>>>
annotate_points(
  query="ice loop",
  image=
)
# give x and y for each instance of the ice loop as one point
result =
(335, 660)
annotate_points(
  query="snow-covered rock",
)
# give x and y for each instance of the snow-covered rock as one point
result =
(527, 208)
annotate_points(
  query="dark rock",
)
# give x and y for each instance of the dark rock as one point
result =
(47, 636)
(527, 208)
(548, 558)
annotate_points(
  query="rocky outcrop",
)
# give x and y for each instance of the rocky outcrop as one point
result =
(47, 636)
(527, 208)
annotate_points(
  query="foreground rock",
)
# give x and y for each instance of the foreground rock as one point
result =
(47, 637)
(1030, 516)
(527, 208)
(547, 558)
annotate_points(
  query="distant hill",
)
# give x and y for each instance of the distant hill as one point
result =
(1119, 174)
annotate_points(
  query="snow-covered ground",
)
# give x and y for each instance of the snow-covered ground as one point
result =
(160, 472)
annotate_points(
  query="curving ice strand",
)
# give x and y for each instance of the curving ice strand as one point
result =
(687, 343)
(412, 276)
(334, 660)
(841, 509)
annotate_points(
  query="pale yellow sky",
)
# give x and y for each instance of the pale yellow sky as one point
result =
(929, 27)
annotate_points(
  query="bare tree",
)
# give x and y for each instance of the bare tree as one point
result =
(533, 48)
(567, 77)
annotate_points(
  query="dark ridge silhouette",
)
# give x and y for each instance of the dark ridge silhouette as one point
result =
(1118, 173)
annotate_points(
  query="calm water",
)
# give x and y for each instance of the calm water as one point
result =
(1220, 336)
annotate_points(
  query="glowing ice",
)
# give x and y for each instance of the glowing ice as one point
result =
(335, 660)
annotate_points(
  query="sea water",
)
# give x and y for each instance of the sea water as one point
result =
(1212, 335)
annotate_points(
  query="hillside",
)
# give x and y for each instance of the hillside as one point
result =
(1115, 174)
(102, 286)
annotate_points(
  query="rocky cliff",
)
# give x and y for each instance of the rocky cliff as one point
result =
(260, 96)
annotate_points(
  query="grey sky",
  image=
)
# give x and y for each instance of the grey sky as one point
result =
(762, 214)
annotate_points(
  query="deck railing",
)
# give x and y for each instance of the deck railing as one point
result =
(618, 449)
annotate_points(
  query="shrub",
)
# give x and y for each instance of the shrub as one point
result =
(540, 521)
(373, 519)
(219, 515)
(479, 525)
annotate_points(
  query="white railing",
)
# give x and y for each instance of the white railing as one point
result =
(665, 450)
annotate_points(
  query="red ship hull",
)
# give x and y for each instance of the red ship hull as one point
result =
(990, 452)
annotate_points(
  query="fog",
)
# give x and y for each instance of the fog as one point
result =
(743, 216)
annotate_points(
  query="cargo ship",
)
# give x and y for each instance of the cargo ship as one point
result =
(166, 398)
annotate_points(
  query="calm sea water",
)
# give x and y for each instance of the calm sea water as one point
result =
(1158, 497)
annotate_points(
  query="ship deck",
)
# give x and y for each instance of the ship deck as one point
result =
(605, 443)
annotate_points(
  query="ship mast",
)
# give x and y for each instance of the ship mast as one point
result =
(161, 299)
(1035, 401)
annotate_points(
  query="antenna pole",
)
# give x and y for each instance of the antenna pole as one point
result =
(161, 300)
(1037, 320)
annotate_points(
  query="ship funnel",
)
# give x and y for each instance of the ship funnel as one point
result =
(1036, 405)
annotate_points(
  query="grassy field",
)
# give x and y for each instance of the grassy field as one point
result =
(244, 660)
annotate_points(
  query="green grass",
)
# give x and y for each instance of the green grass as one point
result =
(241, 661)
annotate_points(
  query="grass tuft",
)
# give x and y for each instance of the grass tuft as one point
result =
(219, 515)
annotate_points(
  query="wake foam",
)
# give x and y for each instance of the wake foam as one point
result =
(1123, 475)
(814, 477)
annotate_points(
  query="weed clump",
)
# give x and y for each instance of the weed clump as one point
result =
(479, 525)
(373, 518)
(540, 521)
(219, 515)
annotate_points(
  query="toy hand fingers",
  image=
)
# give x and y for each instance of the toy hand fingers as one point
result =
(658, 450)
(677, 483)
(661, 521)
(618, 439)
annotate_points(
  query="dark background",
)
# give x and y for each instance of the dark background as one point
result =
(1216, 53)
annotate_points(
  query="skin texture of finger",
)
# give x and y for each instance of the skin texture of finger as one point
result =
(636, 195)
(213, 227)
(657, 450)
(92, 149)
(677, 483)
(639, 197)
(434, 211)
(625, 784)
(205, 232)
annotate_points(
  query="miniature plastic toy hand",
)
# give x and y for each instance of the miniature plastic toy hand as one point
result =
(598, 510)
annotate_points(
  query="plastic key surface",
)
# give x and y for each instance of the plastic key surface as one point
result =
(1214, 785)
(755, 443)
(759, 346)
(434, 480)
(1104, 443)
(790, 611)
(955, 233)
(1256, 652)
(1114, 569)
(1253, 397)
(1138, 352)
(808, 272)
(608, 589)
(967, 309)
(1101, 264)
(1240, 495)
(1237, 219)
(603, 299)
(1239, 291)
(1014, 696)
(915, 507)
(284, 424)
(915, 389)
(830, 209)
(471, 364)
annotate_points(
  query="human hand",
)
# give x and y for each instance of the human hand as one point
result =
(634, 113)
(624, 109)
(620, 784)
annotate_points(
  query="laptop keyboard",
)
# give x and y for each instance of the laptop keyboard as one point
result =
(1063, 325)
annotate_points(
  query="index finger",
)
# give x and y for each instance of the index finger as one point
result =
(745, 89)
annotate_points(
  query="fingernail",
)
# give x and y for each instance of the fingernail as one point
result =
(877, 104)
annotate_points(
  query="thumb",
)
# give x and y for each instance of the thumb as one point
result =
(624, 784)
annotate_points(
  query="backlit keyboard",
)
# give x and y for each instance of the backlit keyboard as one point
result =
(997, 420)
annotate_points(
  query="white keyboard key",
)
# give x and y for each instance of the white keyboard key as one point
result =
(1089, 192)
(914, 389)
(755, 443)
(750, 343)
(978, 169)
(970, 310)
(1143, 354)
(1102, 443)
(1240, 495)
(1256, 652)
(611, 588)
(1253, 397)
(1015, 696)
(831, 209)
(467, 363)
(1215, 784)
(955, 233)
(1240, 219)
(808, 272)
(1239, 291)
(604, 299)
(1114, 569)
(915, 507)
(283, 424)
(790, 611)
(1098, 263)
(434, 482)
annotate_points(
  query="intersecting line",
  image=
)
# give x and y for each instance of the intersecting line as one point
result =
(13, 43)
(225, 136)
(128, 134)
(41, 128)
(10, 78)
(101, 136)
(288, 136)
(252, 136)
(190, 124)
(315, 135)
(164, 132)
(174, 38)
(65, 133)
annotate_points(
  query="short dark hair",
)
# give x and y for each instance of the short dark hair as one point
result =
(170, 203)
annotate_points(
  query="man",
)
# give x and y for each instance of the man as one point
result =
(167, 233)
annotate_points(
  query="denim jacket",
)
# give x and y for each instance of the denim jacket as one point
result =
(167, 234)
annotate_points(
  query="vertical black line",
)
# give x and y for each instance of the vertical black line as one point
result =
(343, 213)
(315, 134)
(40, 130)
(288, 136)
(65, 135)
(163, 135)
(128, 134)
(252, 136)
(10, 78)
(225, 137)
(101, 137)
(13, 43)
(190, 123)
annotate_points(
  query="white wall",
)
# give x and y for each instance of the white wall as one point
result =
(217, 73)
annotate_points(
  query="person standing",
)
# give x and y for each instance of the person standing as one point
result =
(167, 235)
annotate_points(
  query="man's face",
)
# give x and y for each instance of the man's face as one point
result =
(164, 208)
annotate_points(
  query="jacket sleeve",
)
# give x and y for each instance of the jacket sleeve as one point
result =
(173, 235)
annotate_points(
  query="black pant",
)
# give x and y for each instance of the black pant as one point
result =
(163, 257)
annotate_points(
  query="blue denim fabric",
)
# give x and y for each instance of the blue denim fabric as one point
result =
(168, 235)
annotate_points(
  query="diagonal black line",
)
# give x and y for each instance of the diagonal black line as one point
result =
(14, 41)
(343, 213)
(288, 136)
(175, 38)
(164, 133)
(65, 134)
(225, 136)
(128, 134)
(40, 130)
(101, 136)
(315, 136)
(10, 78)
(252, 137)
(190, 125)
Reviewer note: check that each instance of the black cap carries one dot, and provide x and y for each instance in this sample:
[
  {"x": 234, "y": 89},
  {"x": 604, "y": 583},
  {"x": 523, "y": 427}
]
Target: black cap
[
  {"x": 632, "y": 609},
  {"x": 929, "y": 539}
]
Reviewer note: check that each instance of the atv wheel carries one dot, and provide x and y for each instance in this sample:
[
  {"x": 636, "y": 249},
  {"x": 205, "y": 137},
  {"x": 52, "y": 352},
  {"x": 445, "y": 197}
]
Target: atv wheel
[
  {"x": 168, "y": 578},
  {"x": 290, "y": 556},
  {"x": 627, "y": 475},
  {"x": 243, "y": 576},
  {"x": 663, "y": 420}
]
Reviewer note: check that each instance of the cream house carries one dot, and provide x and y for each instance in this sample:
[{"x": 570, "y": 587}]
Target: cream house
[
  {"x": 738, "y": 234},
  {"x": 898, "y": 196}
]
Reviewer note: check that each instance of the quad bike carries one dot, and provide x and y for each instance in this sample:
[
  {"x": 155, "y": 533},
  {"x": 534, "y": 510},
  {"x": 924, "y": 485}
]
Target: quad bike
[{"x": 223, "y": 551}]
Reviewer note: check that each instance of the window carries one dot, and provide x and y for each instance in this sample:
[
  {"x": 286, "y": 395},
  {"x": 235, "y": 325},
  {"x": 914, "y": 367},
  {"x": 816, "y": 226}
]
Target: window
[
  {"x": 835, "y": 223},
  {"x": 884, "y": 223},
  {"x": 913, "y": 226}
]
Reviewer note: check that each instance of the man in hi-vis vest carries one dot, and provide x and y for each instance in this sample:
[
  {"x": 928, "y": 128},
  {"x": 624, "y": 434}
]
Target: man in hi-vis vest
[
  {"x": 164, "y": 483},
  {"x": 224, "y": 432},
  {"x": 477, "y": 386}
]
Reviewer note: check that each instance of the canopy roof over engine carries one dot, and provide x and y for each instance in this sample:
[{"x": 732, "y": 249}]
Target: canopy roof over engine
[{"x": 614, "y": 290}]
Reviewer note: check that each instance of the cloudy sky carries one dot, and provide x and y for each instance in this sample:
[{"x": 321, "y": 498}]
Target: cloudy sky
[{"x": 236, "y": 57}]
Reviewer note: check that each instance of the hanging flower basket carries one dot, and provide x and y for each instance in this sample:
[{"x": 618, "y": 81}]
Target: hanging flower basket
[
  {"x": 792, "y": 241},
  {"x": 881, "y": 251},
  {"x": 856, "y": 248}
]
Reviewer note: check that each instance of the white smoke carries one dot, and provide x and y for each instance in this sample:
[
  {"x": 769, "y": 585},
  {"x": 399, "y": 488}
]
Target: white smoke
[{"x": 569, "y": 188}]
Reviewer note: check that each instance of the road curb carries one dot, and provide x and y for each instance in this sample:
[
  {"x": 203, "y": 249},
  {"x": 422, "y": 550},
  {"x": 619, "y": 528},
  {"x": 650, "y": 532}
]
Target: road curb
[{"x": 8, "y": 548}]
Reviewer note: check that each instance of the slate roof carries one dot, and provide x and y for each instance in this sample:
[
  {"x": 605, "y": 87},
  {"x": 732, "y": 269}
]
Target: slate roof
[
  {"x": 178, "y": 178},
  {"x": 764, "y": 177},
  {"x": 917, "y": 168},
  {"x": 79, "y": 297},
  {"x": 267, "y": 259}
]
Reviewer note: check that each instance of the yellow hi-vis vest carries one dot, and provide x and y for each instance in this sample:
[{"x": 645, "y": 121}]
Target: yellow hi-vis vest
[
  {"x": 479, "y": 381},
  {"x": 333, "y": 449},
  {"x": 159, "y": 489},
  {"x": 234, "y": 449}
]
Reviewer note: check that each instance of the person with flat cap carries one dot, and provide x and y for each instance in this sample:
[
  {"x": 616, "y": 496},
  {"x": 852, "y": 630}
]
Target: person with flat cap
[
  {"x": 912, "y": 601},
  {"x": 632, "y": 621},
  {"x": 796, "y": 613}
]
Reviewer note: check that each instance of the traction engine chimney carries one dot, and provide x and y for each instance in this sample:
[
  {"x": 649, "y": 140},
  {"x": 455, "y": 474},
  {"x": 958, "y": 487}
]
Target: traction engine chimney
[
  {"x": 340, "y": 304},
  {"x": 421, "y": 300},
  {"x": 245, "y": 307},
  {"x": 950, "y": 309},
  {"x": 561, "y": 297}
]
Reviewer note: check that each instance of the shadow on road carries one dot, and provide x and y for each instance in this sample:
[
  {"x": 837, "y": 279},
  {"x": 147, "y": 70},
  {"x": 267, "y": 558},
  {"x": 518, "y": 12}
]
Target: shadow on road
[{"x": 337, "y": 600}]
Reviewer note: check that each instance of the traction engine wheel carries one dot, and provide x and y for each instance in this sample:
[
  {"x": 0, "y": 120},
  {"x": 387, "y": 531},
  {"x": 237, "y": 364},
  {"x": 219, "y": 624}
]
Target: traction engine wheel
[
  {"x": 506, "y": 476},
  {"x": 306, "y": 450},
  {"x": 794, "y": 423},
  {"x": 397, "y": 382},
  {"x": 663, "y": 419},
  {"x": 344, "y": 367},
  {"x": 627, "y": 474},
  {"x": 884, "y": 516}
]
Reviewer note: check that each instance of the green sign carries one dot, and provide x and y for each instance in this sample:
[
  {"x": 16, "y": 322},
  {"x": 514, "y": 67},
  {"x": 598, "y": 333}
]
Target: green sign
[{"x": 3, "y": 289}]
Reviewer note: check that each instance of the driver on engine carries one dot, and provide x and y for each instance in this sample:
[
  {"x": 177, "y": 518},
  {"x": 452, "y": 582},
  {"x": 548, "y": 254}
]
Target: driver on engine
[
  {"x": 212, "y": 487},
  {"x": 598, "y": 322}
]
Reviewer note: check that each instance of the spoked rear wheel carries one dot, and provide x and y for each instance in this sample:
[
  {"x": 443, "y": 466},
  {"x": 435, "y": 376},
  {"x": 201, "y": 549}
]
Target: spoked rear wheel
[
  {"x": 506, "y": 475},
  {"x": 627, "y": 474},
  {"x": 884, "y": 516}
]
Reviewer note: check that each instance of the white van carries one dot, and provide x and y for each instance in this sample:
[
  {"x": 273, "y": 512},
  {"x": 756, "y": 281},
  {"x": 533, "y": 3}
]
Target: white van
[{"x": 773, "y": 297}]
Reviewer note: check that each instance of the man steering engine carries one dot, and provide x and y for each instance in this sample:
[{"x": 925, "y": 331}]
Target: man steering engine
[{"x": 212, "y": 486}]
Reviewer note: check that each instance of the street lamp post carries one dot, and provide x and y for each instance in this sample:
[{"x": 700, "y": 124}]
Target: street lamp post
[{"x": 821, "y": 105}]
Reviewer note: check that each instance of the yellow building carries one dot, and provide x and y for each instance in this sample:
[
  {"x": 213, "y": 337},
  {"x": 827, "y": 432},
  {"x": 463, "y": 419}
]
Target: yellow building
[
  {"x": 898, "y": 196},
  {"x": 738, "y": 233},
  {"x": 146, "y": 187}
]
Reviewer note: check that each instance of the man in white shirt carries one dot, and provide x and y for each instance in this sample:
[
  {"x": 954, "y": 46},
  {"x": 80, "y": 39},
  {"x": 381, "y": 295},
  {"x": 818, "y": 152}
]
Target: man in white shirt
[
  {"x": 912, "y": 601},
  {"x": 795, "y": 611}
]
<<<
▸ **EXERCISE INSTRUCTIONS**:
Reproduce exactly, with nothing added, the lines from the one that contains "Reviewer note: check that each instance of the green" to the end of the data.

▸ **TASK RESULT**:
Reviewer note: check that each instance of the green sign carries one dot, and provide x and y for each instance in this sample:
[
  {"x": 16, "y": 322},
  {"x": 514, "y": 67},
  {"x": 598, "y": 333}
]
Target: green sign
[{"x": 3, "y": 289}]
Reviewer note: check that each instance of the driver on engine carries one dot, and provide x and y for each instance in this sample:
[
  {"x": 177, "y": 518},
  {"x": 452, "y": 582},
  {"x": 548, "y": 254}
]
Target: driver on engine
[
  {"x": 212, "y": 487},
  {"x": 598, "y": 322}
]
Reviewer note: check that each instance of the spoked rear wheel carries one dot, and provide x and y for each instance in this sample:
[
  {"x": 443, "y": 466},
  {"x": 435, "y": 376},
  {"x": 201, "y": 549}
]
Target: spoked rear wheel
[
  {"x": 506, "y": 475},
  {"x": 627, "y": 474},
  {"x": 884, "y": 516}
]
Reviewer note: check that each instance of the white van carries one dot, and provide x and y for each instance in this sample:
[
  {"x": 273, "y": 512},
  {"x": 756, "y": 281},
  {"x": 533, "y": 3}
]
Target: white van
[{"x": 773, "y": 297}]
Reviewer note: check that each instance of the man steering engine carries one dot, and provide x and y for each instance in this sample:
[{"x": 925, "y": 331}]
Target: man steering engine
[{"x": 212, "y": 486}]
Reviewer note: check that each instance of the street lamp post carries one dot, and provide x and y for each instance in this sample:
[{"x": 700, "y": 124}]
Target: street lamp post
[{"x": 821, "y": 105}]
Reviewer note: check that each instance of the yellow building carries one dot, and provide x and y for each instance in this sample:
[
  {"x": 213, "y": 337},
  {"x": 827, "y": 432},
  {"x": 463, "y": 419}
]
Target: yellow building
[
  {"x": 898, "y": 196},
  {"x": 738, "y": 233},
  {"x": 146, "y": 187}
]
Reviewer note: check that each instance of the man in white shirt carries one dot, and provide x and y for each instance in this sample:
[
  {"x": 954, "y": 46},
  {"x": 80, "y": 39},
  {"x": 381, "y": 295},
  {"x": 818, "y": 152}
]
Target: man in white shirt
[
  {"x": 912, "y": 601},
  {"x": 795, "y": 611}
]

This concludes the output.